Exercice proposé 1:
D'après l'extrait sur le financement des collectivités territoriales, à combien s'élevait la dotation globale de fonctionnement en 2014 ?

Collectivités : Désengagement de l’État, vrai scandale et fausse excuse




Depuis plusieurs années, on voit apparaître, sur le fronton des mairies, d’hôtels de départements, à l’entrée des crèches ou des écoles, des banderoles revendicatives réclamant davantage de moyens. Mais régulièrement, elles ne sont pas faites par les personnels en colère, mais… par leurs employeurs, les collectivités territoriales. Et parfois, derrière le vernis revendicatif des collectivités se cache l’exploitation des personnels et du mépris des usagers.

Les collectivités territoriales ont une série de missions de service public à assurer  : entretien de la voirie, mise en œuvre des plans locaux d’urbanisme, accueil de la petite enfance, entretien des écoles (pour les communes)  ; gestion de l’action sociale, des minima sociaux, entretien des collèges (pour les départements).

Une injustice au service des capitalistes

Pour assurer ces missions, les collectivités ont un certain nombre de ressources, de l’ordre de 200 milliards d’euros. Plus de la moitié de ces ressources provient de la fiscalité locale (sur la population et les entreprises), mais une bonne part provient d’une dotation d’État, la dotation globale de fonctionnement (DGF). Or, cette DGF a été particulièrement impactée par les années Hollande. En 2014, elle s’élevait à 40 milliards d’euros, soit plus d’un quart des revenus des collectivités. En 2017, dernier budget programmé par le gouvernement Hollande, elle était de… 30,86 milliards d’euros. La baisse est donc substantielle  : en quatre ans, les collectivités ont perdu près d’un quart de leurs ressources d’État. On connaît le mécanisme  : dans le même temps, entre 2014 et 2016, l’État faisait cadeau, essentiellement sous forme de crédit d’impôts, de 33 milliards d’euros aux entreprises. Cette baisse du financement par l’État des collectivités territoriales est donc un pur et simple transfert d’argent vers les entreprises. Le gouvernement Macron s’inscrit bien sûr dans cette logique  : un de ses premiers gestes, en août 2017, a été ainsi de ponctionner 300 millions d’euros le budget des collectivités de l’année en cours. Et les perspectives ne sont pas meilleures  : le gouvernement entend ainsi obliger les collectivités à baisser leurs dépenses de 13 milliards d’euros sur cinq ans.

Données à utiliser:

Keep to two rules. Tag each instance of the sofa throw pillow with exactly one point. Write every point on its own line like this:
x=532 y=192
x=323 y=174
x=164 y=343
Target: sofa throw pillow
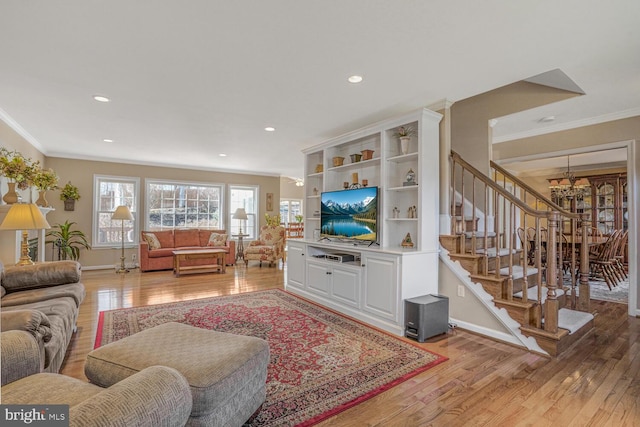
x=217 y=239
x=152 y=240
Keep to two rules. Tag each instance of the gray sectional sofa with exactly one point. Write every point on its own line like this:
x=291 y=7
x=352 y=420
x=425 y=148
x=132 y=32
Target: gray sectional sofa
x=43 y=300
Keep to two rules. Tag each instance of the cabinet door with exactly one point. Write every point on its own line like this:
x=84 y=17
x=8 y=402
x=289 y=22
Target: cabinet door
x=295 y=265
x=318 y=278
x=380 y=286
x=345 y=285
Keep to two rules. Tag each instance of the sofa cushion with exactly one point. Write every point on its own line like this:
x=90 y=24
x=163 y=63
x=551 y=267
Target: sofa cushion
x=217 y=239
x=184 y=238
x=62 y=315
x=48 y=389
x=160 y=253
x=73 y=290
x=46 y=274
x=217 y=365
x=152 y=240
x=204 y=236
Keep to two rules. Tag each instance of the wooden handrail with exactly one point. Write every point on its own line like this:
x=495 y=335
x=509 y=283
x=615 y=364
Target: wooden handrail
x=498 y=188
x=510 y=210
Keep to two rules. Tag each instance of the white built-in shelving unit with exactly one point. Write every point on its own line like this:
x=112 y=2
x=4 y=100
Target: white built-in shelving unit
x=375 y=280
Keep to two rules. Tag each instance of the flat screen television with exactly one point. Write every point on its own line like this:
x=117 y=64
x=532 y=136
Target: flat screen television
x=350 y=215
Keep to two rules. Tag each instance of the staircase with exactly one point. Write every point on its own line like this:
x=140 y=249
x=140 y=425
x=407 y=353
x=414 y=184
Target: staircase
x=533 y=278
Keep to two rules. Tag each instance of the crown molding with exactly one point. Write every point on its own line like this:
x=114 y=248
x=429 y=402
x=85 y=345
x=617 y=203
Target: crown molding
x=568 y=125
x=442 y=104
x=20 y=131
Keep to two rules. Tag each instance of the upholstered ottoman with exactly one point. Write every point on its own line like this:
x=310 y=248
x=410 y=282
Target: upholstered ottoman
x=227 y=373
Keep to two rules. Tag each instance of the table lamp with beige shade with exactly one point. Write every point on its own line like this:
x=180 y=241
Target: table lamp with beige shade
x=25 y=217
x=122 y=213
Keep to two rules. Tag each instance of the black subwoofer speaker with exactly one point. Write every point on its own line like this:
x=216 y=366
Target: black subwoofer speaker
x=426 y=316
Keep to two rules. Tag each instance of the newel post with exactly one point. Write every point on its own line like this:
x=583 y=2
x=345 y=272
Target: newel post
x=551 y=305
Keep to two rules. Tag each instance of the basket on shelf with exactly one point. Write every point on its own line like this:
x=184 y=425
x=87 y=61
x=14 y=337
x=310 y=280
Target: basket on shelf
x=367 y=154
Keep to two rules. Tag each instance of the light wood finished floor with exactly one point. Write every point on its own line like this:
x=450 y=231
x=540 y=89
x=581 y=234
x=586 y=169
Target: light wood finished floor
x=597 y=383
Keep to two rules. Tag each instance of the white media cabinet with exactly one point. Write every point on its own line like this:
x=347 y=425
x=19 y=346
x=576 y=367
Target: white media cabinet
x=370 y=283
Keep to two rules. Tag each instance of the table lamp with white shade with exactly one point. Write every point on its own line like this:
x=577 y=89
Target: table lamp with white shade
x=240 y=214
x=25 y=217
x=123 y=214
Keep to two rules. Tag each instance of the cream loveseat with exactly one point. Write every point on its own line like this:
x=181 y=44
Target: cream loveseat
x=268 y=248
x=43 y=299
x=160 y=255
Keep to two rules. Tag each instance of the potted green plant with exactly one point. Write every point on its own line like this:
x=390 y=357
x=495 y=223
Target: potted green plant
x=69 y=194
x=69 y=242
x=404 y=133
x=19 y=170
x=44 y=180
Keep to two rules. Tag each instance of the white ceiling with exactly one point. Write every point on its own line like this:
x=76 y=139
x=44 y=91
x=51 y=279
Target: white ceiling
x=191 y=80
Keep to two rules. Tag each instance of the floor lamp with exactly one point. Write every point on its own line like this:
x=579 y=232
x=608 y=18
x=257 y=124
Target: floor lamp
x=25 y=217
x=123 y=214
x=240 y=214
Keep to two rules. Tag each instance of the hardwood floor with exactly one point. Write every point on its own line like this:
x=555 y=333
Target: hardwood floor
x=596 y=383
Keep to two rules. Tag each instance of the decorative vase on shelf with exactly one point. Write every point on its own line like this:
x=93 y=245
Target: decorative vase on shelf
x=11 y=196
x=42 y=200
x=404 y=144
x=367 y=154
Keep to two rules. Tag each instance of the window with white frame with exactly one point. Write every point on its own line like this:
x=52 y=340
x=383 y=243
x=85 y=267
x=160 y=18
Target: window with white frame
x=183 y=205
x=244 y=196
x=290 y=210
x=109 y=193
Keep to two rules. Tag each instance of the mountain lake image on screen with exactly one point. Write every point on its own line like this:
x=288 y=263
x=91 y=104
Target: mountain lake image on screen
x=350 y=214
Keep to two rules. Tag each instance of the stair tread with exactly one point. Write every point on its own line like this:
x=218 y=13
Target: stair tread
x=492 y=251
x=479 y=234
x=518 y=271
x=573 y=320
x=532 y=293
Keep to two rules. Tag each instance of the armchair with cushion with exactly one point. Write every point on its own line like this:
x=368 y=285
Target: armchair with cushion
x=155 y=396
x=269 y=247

Exercice proposé 2:
Présente sous forme de tableau Markdown les lignes du listing, en commençant par celle qui contient "Keep to two rules. Tag each instance of the gray" et en terminant par celle qui contient "x=350 y=215", ces deux lignes incluses et uniquement celles-ci. Utilise une colonne Numéro et une colonne Ligne, et omets les lignes vides.

Solution rédigée 1:
Elle s'élevait à 40 milliards d'euros.

Solution rédigée 2:
| Numéro | Ligne |
|---|---|
| 1 | Keep to two rules. Tag each instance of the gray sectional sofa with exactly one point. Write every point on its own line like this: |
| 2 | x=291 y=7 |
| 3 | x=352 y=420 |
| 4 | x=425 y=148 |
| 5 | x=132 y=32 |
| 6 | Target: gray sectional sofa |
| 7 | x=43 y=300 |
| 8 | Keep to two rules. Tag each instance of the cabinet door with exactly one point. Write every point on its own line like this: |
| 9 | x=84 y=17 |
| 10 | x=8 y=402 |
| 11 | x=289 y=22 |
| 12 | Target: cabinet door |
| 13 | x=295 y=265 |
| 14 | x=318 y=278 |
| 15 | x=380 y=286 |
| 16 | x=345 y=285 |
| 17 | Keep to two rules. Tag each instance of the sofa cushion with exactly one point. Write every point on its own line like this: |
| 18 | x=90 y=24 |
| 19 | x=163 y=63 |
| 20 | x=551 y=267 |
| 21 | Target: sofa cushion |
| 22 | x=217 y=239 |
| 23 | x=184 y=238 |
| 24 | x=62 y=315 |
| 25 | x=48 y=389 |
| 26 | x=160 y=253 |
| 27 | x=73 y=290 |
| 28 | x=46 y=274 |
| 29 | x=217 y=365 |
| 30 | x=152 y=240 |
| 31 | x=204 y=236 |
| 32 | Keep to two rules. Tag each instance of the wooden handrail with exactly one point. Write every point on its own line like this: |
| 33 | x=495 y=335 |
| 34 | x=509 y=283 |
| 35 | x=615 y=364 |
| 36 | Target: wooden handrail |
| 37 | x=498 y=188 |
| 38 | x=510 y=210 |
| 39 | Keep to two rules. Tag each instance of the white built-in shelving unit with exactly one point. Write every point on its own line like this: |
| 40 | x=112 y=2 |
| 41 | x=4 y=100 |
| 42 | Target: white built-in shelving unit |
| 43 | x=375 y=280 |
| 44 | Keep to two rules. Tag each instance of the flat screen television with exactly one point. Write every point on its own line like this: |
| 45 | x=117 y=64 |
| 46 | x=532 y=136 |
| 47 | Target: flat screen television |
| 48 | x=350 y=215 |